Exercise instructions =>
Output the records, every one, exactly as given.

(Referring expression pointing data)
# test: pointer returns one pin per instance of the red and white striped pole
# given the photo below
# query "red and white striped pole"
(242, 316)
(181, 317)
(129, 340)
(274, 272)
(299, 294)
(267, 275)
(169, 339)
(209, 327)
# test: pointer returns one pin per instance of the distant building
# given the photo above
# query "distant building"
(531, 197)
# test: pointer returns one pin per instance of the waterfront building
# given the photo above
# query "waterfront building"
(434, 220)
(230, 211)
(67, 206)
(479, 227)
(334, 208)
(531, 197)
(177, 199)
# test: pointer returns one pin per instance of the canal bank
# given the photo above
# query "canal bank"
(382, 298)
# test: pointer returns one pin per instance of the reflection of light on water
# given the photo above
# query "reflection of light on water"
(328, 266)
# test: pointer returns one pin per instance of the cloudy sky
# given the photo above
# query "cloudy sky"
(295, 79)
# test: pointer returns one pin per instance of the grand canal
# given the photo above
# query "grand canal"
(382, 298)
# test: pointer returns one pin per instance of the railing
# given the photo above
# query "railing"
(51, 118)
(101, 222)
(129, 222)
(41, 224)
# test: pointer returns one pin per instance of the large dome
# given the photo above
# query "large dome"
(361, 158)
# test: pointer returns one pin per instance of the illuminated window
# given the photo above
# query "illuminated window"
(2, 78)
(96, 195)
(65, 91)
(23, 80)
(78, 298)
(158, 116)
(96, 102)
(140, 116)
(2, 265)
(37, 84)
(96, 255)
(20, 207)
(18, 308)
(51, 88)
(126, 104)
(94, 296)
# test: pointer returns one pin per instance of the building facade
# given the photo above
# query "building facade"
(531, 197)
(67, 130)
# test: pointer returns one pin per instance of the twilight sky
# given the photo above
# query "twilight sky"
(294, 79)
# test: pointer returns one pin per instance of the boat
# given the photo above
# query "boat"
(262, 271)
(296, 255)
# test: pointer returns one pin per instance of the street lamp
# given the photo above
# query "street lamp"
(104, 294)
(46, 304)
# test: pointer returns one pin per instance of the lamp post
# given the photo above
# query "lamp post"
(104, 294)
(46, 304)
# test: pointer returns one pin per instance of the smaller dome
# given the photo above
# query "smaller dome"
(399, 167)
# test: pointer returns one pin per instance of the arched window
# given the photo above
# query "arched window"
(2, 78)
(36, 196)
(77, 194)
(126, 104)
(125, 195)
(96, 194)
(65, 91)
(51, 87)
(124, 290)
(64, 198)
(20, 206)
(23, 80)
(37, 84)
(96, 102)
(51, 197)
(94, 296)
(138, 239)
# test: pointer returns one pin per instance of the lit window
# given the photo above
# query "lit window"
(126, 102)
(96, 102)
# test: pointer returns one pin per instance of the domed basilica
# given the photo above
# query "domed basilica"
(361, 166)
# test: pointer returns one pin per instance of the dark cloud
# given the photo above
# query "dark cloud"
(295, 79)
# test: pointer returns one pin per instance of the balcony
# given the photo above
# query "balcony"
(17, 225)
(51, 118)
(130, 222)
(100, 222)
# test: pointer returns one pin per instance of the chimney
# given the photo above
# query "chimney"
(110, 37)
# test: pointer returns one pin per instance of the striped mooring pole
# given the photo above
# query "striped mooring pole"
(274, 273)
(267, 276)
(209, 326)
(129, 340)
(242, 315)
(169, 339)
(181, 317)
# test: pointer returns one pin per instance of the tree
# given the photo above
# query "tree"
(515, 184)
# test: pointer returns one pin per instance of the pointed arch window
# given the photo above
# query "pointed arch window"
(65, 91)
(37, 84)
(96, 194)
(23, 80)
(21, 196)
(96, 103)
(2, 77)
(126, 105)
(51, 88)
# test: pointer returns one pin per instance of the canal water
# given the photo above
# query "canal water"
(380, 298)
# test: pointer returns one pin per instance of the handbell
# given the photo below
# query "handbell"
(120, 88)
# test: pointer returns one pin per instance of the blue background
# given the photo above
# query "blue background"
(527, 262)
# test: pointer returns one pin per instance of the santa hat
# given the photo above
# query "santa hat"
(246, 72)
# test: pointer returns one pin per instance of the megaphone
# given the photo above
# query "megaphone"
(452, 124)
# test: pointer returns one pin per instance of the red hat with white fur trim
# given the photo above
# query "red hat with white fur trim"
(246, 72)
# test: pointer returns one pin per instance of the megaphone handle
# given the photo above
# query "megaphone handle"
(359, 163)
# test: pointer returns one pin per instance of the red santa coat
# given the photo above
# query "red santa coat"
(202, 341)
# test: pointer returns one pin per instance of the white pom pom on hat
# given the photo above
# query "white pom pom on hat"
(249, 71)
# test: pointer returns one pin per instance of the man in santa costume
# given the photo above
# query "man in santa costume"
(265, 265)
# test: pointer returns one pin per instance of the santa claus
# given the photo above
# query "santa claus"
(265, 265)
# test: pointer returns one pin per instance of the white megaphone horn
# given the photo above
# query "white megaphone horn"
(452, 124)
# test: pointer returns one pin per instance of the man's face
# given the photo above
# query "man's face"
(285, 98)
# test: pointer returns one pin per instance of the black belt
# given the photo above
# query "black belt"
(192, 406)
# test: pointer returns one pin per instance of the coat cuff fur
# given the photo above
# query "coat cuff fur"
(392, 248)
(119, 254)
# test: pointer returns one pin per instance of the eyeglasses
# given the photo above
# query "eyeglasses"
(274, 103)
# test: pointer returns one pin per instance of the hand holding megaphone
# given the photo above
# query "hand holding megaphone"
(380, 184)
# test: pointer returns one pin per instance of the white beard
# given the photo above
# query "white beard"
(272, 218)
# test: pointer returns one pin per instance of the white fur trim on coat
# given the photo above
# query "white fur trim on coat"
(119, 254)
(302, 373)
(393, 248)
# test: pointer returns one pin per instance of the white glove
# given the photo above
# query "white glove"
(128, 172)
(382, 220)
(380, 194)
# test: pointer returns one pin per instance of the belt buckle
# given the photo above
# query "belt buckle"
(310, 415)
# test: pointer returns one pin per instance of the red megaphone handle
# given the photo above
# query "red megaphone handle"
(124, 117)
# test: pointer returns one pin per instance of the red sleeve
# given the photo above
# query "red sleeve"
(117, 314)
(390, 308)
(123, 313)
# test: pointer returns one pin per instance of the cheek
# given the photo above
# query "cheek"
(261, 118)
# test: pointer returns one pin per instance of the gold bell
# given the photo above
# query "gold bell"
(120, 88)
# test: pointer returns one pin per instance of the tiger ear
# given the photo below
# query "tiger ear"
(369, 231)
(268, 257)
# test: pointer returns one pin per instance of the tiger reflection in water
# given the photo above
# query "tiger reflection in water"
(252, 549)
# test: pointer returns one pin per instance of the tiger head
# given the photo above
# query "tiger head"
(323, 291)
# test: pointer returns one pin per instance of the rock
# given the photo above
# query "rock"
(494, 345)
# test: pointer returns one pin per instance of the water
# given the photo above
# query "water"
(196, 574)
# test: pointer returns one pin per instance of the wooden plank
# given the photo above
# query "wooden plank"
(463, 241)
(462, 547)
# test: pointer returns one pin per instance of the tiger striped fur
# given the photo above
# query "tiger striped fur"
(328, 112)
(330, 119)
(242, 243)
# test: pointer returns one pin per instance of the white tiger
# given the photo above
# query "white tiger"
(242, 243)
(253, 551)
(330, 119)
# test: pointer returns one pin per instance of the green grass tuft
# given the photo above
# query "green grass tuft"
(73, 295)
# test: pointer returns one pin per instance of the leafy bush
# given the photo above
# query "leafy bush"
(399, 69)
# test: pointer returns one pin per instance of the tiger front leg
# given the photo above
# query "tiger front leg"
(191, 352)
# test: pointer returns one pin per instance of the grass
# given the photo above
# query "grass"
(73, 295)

Exercise answer =>
# test: pointer returns one pin per instance of the red and white striped pole
# given the photo below
# query "red and white striped pole"
(242, 316)
(181, 317)
(129, 340)
(274, 272)
(299, 294)
(267, 275)
(169, 339)
(209, 327)
# test: pointer returns one pin per instance of the distant building
# given the photo above
# query "distant building"
(531, 197)
# test: pointer returns one pin per instance of the waterfront building
# given the photo above
# query "waterfront building"
(434, 220)
(230, 211)
(67, 206)
(479, 227)
(334, 208)
(531, 197)
(177, 199)
# test: pointer returns one pin per instance of the canal bank
# given the photo above
# query "canal bank"
(382, 298)
# test: pointer returns one pin per instance of the reflection of light on water
# given the photo above
# query "reflection of light on water"
(328, 266)
# test: pointer returns one pin per instance of the cloudy sky
# given the photo above
# query "cloudy sky"
(295, 79)
# test: pointer returns one pin per instance of the grand canal
# given the photo above
# query "grand canal"
(382, 298)
# test: pointer returns one pin per instance of the railing
# given the photo above
# query "railing"
(51, 118)
(101, 222)
(129, 222)
(41, 224)
# test: pointer returns one pin per instance of the large dome
# given the photo above
# query "large dome"
(361, 158)
# test: pointer returns one pin per instance of the illuminated window
# given the photo above
# query "illuminated window"
(2, 78)
(96, 195)
(65, 91)
(23, 80)
(78, 298)
(158, 116)
(96, 102)
(140, 116)
(2, 265)
(37, 84)
(96, 255)
(20, 207)
(18, 308)
(51, 88)
(126, 104)
(94, 296)
# test: pointer returns one pin per instance of the building facade
# given the photo above
# query "building facade"
(531, 197)
(67, 130)
# test: pointer returns one pin per instance of the twilight sky
# given the photo above
# query "twilight sky"
(294, 79)
# test: pointer returns one pin per instance of the boat
# given the photo above
# query "boat"
(262, 271)
(296, 255)
# test: pointer returns one pin per instance of the street lamp
# given the photo above
# query "street lamp"
(104, 294)
(46, 304)
# test: pointer returns one pin per instance of the lamp post
# given the photo above
# query "lamp post"
(104, 294)
(46, 304)
# test: pointer returns one pin per instance of the smaller dome
# given the photo above
# query "smaller dome"
(399, 167)
# test: pointer returns one pin per instance of the arched window
# given the photo above
# query "arched window"
(2, 78)
(36, 196)
(77, 194)
(126, 104)
(125, 195)
(96, 194)
(65, 91)
(51, 87)
(124, 290)
(64, 198)
(20, 206)
(23, 80)
(37, 84)
(96, 102)
(51, 197)
(94, 296)
(138, 239)
# test: pointer returns one pin per instance of the lit window
# given the photo above
# query "lit window"
(126, 102)
(96, 102)
# test: pointer returns one pin per instance of the domed basilica
# given the photo above
# query "domed basilica"
(361, 166)
# test: pointer returns one pin per instance of the dark cloud
# given the photo above
# query "dark cloud"
(295, 79)
# test: pointer returns one pin per instance of the balcony
# given the photo above
# query "balcony"
(17, 225)
(51, 118)
(130, 222)
(100, 222)
# test: pointer returns one pin per instance of the chimney
# given the photo above
# query "chimney"
(110, 37)
# test: pointer returns one pin per instance of the striped mooring pole
# given the photo above
# query "striped mooring pole"
(274, 273)
(267, 276)
(209, 326)
(129, 340)
(242, 315)
(169, 339)
(181, 317)
# test: pointer returns one pin per instance of the tree
# given the photo above
# query "tree"
(515, 184)
# test: pointer returns one pin per instance of the pointed arch window
# given the photo above
# query "pointed arch window"
(65, 91)
(37, 84)
(96, 194)
(23, 80)
(21, 196)
(96, 103)
(2, 77)
(126, 105)
(51, 88)
# test: pointer returns one pin per instance of the canal water
# given the photo above
# query "canal water"
(380, 298)
# test: pointer returns one pin per instance of the handbell
# given the photo below
# query "handbell"
(120, 88)
# test: pointer returns one pin per instance of the blue background
# given the photo above
# query "blue background"
(527, 262)
# test: pointer returns one pin per instance of the santa hat
# given the photo above
# query "santa hat"
(246, 72)
# test: pointer returns one pin per instance of the megaphone
# given the photo above
# query "megaphone"
(452, 124)
# test: pointer returns one pin per instance of the red hat with white fur trim
# given the photo above
# query "red hat with white fur trim"
(246, 72)
# test: pointer returns one pin per instance of the megaphone handle
# given the photo above
# query "megaphone handle"
(359, 163)
# test: pointer returns one pin per instance of the red santa coat
# given the photo above
# query "red santa coat"
(202, 341)
# test: pointer returns one pin per instance of the white pom pom on hat
# given the photo above
# query "white pom pom on hat"
(249, 71)
# test: pointer returns one pin per instance of the man in santa costume
# given the photo above
# query "man in santa costume"
(265, 265)
# test: pointer returns one pin per instance of the santa claus
# given the photo above
# query "santa claus"
(265, 265)
# test: pointer returns one pin per instance of the white megaphone horn
# given the photo above
# query "white megaphone horn"
(452, 124)
# test: pointer returns one pin per instance of the man's face
# given the photo above
# query "man's face"
(285, 98)
# test: pointer returns one pin per instance of the black belt
# given the photo above
# query "black belt"
(192, 406)
# test: pointer returns one pin per instance of the coat cuff fur
# given the photo above
# query "coat cuff fur"
(392, 248)
(119, 254)
# test: pointer returns one pin per instance of the eyeglasses
# given the photo above
# query "eyeglasses"
(274, 103)
# test: pointer returns one pin per instance of the hand holding megaphone
# given the photo above
# query "hand holding megaphone"
(380, 184)
# test: pointer returns one pin per instance of the white beard
# given the photo above
# query "white beard"
(272, 218)
# test: pointer returns one pin per instance of the white fur trim on coat
# given the photo above
# query "white fur trim on coat"
(119, 254)
(302, 373)
(393, 248)
# test: pointer returns one pin per instance of the white glove
# given the photo above
# query "white glove"
(128, 172)
(382, 220)
(380, 194)
# test: pointer returns one pin per instance of the belt buckle
# given the photo above
# query "belt buckle"
(310, 415)
# test: pointer returns one pin per instance of the red megaphone handle
# given the photo above
# query "red megaphone handle"
(124, 117)
# test: pointer returns one pin per instance of the red sleeve
# given the photo above
# query "red sleeve"
(117, 314)
(390, 308)
(123, 313)
# test: pointer returns one pin per instance of the cheek
# given the photo above
# query "cheek"
(261, 118)
# test: pointer returns one pin per instance of the gold bell
# given the photo above
# query "gold bell"
(120, 88)
# test: pointer returns one pin per instance of the tiger ear
# given the photo below
# query "tiger ear"
(369, 231)
(268, 257)
# test: pointer returns one pin per instance of the tiger reflection in water
# given the photo above
# query "tiger reflection in water"
(252, 549)
# test: pointer returns one pin per instance of the tiger head
# given the photo above
# query "tiger head"
(323, 291)
# test: pointer returns one pin per instance of the rock
# given the photo above
# query "rock"
(494, 345)
# test: pointer returns one pin per instance of the water
# given the photo above
# query "water"
(196, 574)
# test: pointer returns one pin per instance of the wooden plank
# given the photo above
# query "wooden plank"
(463, 241)
(462, 547)
# test: pointer returns one pin per instance of the tiger striped fur
# given the photo above
# query "tiger striped fur"
(328, 112)
(330, 119)
(242, 243)
# test: pointer returns one pin per instance of the white tiger
# given the photo above
# query "white tiger"
(242, 243)
(253, 551)
(330, 119)
# test: pointer returns one pin per instance of the green grass tuft
# given the photo above
# query "green grass tuft"
(73, 295)
# test: pointer returns one pin per instance of the leafy bush
# given the photo above
# query "leafy bush"
(399, 69)
# test: pointer returns one pin per instance of the tiger front leg
# given the photo above
# query "tiger front leg"
(191, 352)
# test: pointer returns one pin per instance of the grass
# given the photo above
# query "grass"
(73, 295)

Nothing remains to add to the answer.